Segment Start: INFORMATION PROVIDED

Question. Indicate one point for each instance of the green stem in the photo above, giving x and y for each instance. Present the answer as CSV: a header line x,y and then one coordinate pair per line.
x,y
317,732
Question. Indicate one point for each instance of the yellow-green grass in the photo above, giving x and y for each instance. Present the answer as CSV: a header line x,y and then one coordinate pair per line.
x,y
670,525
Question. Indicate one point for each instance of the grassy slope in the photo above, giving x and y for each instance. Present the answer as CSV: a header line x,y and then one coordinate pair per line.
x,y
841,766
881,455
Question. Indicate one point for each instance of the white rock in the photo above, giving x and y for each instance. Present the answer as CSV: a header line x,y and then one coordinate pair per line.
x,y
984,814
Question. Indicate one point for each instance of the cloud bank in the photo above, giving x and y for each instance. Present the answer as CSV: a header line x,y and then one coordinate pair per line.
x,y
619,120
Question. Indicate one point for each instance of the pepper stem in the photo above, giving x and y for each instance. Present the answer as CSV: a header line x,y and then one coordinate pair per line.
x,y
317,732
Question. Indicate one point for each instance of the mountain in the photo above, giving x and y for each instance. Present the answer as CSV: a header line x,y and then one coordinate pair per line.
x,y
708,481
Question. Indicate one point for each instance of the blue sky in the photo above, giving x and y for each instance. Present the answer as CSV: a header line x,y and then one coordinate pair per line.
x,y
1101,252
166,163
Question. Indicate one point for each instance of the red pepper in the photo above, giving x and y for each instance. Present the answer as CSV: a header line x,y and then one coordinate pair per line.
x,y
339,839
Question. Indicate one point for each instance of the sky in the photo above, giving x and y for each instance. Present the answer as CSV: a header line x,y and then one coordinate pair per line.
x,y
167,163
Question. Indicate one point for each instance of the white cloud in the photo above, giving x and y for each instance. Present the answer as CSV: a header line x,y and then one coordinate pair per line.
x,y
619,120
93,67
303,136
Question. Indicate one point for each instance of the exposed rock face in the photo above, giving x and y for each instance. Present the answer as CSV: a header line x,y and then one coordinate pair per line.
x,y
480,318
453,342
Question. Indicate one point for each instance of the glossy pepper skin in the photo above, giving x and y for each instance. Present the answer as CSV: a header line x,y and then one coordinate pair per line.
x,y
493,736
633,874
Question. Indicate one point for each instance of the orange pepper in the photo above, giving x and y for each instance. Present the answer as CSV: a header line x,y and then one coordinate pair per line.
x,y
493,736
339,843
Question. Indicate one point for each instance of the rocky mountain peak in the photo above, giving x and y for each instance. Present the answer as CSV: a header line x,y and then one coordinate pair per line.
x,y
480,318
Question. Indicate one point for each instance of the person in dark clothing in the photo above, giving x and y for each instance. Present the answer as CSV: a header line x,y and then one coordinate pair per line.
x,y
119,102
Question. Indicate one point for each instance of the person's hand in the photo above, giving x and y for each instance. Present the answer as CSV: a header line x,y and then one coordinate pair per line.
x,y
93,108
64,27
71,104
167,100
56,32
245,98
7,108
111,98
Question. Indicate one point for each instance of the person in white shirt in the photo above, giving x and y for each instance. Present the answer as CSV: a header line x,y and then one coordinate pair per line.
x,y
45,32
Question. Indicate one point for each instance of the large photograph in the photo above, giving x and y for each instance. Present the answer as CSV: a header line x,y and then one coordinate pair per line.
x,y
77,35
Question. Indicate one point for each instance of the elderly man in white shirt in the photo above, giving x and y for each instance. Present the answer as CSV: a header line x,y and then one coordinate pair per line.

Segment End: INFORMATION PROVIDED

» EXERCISE INSTRUCTIONS: Word for word, repeat the lines that begin at the one with "person in white" and continue to the end of the listing above.

» TASK RESPONSE:
Question. Indicate one point for each instance of the person in white shirt in the photo above, giving x and y for each instance. Present the answer as CSV: a header line x,y and then one coordinate pair per line.
x,y
45,32
Question. Indicate one point for each instance of the large photograph in the photo above, giving x and y for each instance. Present the answer as CSV: a header line x,y and then one coordinate pair per line.
x,y
77,35
Question. Indicate one point for each instance of the elderly man in white shirt in the photo above, giving x and y for each instance. Present the answer as CSV: a header line x,y and then one coordinate pair per line.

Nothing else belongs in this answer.